For this task, copy all of the data below exactly and skip the pictures.

Entries provided
*** Begin section ***
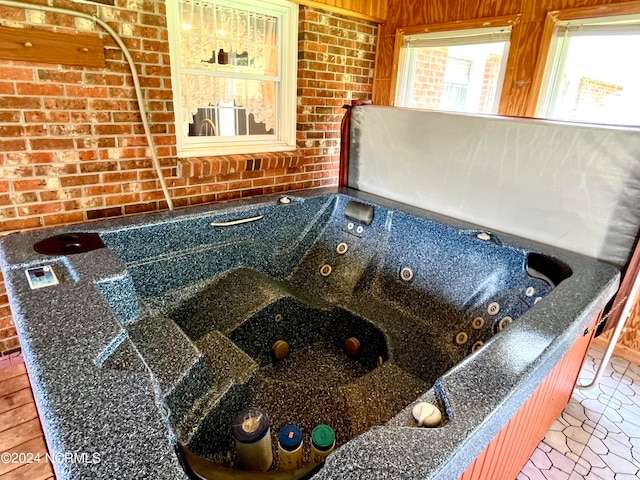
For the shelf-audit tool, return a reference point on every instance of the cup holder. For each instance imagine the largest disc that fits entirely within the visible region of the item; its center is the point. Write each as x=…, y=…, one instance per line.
x=69, y=243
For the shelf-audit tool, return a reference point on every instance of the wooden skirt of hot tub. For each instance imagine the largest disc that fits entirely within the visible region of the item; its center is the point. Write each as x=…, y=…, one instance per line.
x=508, y=452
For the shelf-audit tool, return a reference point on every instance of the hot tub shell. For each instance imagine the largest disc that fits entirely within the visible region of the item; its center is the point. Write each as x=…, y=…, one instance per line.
x=100, y=386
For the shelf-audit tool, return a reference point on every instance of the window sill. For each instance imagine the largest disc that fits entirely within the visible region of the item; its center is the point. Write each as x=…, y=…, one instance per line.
x=209, y=166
*** End section ***
Written answer
For the shelf-audit tool, return a reference point on every instance of the cup holder. For each instance imagine the largest disc that fits entirely within the visible region of the item; its center is the point. Write each as x=…, y=…, one instance per line.
x=69, y=243
For the shelf-audit tool, return a reference point on every instance of the wooden skirt of hot tub. For each instance imagine the largest disc that fits entirely within the visible region of the item; its center is the point. Write each as x=…, y=…, one instance per line.
x=508, y=452
For the shelf-audit tool, return a reference point on every instance of the hot tub shell. For each instance imagine the largest disc that fits entirely within the visible region of the item; its center is the point. Write each as x=…, y=…, one instance per line.
x=100, y=386
For the shelf-audit tool, return a reference point on every instance of the window sill. For each instance imagine the largest disc that fits entirely within the visible region of the item; its center is the point. Write each as x=…, y=…, one instance per line.
x=209, y=166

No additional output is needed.